Document excerpt:
↓↓↓
Thank you, Mr. Chairman. The intermeeting period has been full of surprises. Real-side data came in considerably stronger than I anticipated, so like the Greenbook I have adjusted up my forecast for growth in the current quarter. At the same time, the adverse fundamentals that will weigh on household and business spending going forward have grown somewhat heavier overall, and that has prompted me to revise down my growth forecast for the second half. On the inflation front, readings on core inflation surprised to the downside. Nonetheless, given that the prices of many commodities have continued to rise more rapidly than I anticipated and that some measures of inflation expectations have turned up, I have adjusted up my inflation forecast for 2008, considerably up for headline inflation and modestly up for core inflation.
The strong incoming data on spending eased my fears that we are in or are approaching a recession regime of the sort embedded in the last two Greenbooks. However, given the numerous large and worsening drags on spending, a couple of months of data aren’t enough to convince me that we are on a solid trajectory. Moreover, the spending data may well fail to reflect the real underlying strength of consumer demand because of the effects of the tax rebates. Spending patterns could easily be distorted by small differences between what we projected that households would spend each month out of rebate checks and what they actually spent. In monthly spending data, a swing of just a few billion dollars looks enormous. Perhaps households who were already paying through the nose for food and gas and are increasingly credit constrained have put their rebate checks to work a bit early this time. After all, households knew in advance that the checks were going out. For example, Google searches related to tax rebates peaked in April. We actually kept track of the data on that. So I will be closely watching the data over the next few months, hoping to get a cleaner read on the underlying state of consumer demand.
↑↑↑
Entries supplied:
↓↓↓
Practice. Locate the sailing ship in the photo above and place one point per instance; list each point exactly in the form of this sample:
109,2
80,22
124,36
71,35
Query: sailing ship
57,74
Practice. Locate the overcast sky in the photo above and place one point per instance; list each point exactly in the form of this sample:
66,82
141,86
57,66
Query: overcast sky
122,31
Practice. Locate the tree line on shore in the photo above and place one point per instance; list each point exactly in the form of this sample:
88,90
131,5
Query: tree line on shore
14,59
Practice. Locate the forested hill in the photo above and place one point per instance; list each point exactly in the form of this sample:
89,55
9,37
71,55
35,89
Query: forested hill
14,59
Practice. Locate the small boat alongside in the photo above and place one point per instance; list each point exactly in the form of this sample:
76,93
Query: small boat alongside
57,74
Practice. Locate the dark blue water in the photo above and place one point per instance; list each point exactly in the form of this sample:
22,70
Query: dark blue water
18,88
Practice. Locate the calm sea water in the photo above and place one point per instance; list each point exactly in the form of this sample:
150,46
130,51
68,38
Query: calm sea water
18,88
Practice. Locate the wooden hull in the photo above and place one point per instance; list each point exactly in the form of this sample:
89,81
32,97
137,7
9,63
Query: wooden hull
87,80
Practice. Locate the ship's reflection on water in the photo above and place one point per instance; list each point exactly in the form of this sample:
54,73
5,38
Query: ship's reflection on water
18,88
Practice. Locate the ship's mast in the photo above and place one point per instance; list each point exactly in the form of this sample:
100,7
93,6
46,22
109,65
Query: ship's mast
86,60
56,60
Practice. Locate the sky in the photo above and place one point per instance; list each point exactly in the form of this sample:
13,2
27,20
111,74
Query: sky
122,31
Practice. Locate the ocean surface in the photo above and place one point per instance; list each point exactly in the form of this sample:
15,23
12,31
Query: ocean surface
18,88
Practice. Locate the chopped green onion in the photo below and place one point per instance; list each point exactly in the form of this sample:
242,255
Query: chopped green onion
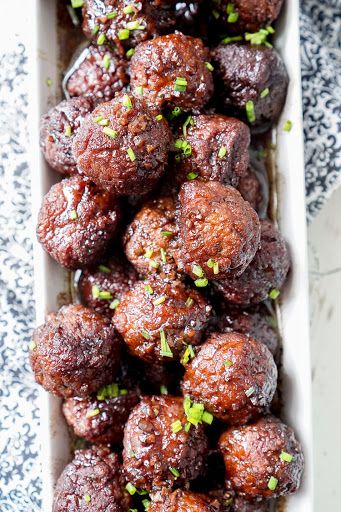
287,126
123,34
176,426
92,413
272,483
286,457
101,39
131,154
110,132
250,111
274,293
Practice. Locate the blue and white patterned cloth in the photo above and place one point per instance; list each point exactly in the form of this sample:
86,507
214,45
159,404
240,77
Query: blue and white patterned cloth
20,479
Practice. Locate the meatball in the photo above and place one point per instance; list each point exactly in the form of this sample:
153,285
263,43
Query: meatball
101,287
92,481
219,231
233,375
150,240
98,73
158,320
181,500
217,148
122,147
100,419
262,459
172,71
76,222
58,129
265,275
156,454
252,76
251,14
126,24
75,352
256,323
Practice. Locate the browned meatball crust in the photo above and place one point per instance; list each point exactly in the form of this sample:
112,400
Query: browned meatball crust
219,231
92,481
126,23
76,222
151,447
128,155
75,352
58,129
150,241
158,319
252,73
102,286
265,275
262,459
98,73
233,375
172,71
218,149
100,419
252,14
181,500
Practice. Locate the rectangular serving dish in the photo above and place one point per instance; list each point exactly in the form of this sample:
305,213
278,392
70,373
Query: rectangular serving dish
52,283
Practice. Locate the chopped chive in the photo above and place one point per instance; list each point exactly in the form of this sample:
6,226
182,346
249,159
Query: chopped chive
176,426
286,457
160,300
274,293
222,151
131,154
101,39
123,34
92,413
192,176
250,391
287,126
110,132
250,111
272,483
106,61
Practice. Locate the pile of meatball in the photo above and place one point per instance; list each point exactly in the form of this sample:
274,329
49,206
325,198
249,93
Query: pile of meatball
167,365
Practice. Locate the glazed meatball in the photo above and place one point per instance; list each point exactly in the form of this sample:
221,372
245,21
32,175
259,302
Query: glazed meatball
101,287
253,74
58,129
158,319
218,230
218,150
100,419
172,71
75,352
265,275
181,500
98,73
256,323
233,375
262,459
76,222
126,24
150,240
155,456
92,481
122,147
251,14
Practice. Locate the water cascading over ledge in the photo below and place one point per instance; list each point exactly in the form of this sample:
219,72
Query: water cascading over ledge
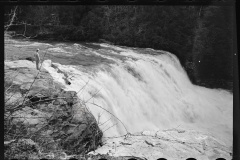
146,92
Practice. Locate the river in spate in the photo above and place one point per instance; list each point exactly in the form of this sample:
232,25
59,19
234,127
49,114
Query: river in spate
145,89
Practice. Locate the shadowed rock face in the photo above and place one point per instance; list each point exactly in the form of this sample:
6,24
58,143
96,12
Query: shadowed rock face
56,118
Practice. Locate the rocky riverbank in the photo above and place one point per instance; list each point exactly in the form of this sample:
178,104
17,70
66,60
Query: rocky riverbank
38,111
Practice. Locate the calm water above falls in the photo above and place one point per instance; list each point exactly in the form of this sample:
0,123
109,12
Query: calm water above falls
146,89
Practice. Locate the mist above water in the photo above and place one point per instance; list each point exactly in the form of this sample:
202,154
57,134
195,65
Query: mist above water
144,88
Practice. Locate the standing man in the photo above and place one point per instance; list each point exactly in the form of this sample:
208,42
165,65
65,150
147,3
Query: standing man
37,59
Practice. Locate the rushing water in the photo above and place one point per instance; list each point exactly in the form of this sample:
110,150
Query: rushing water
144,88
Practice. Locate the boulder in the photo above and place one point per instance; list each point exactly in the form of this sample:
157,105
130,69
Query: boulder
53,117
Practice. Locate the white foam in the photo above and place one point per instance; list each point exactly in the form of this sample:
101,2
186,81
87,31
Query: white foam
152,93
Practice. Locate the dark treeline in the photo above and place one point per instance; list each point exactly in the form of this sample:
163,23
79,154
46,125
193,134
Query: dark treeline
200,36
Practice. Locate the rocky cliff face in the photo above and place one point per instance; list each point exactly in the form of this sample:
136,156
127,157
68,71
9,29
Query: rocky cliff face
37,108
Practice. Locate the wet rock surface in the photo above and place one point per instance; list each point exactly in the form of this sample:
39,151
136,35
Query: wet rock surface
52,117
173,144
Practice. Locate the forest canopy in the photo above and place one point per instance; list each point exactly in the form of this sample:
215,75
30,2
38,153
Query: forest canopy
200,36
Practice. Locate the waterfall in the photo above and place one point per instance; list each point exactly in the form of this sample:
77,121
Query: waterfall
146,92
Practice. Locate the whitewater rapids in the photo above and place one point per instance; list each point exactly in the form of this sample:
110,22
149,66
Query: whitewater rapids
147,92
146,89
↑↑↑
Goal A:
Summarize the economic outlook remarks in two sentences.
Goal B:
From the economic outlook remarks, extract the passage that begins at the words "Thank you, Mr." and stops after the words "for core inflation.", copying it exactly.
Goal C:
Check each statement against the economic outlook remarks, answering yes or no and quoting the words that decide it: (i) Readings on core inflation came in higher than expected. (ii) Google searches related to tax rebates peaked in April. (iii) The speaker revised up the growth forecast for the second half.

Problem solution A:
Stronger-than-expected real-side data led the speaker to raise the growth forecast for the current quarter, while heavier adverse fundamentals prompted a lower forecast for the second half, and faster-rising commodity prices and some higher inflation expectations led to upward revisions to the 2008 inflation forecast even though core inflation surprised to the downside. The strong spending data eased the speaker's fears of a recession, but worsening drags on spending and possible distortions from tax rebates leave the speaker unconvinced, so the speaker will watch the data closely over the next few months.

Problem solution B:
Thank you, Mr. Chairman. The intermeeting period has been full of surprises. Real-side data came in considerably stronger than I anticipated, so like the Greenbook I have adjusted up my forecast for growth in the current quarter. At the same time, the adverse fundamentals that will weigh on household and business spending going forward have grown somewhat heavier overall, and that has prompted me to revise down my growth forecast for the second half. On the inflation front, readings on core inflation surprised to the downside. Nonetheless, given that the prices of many commodities have continued to rise more rapidly than I anticipated and that some measures of inflation expectations have turned up, I have adjusted up my inflation forecast for 2008, considerably up for headline inflation and modestly up for core inflation.

Problem solution C:
(i) No: "readings on core inflation surprised to the downside."
(ii) Yes: "Google searches related to tax rebates peaked in April."
(iii) No: "that has prompted me to revise down my growth forecast for the second half."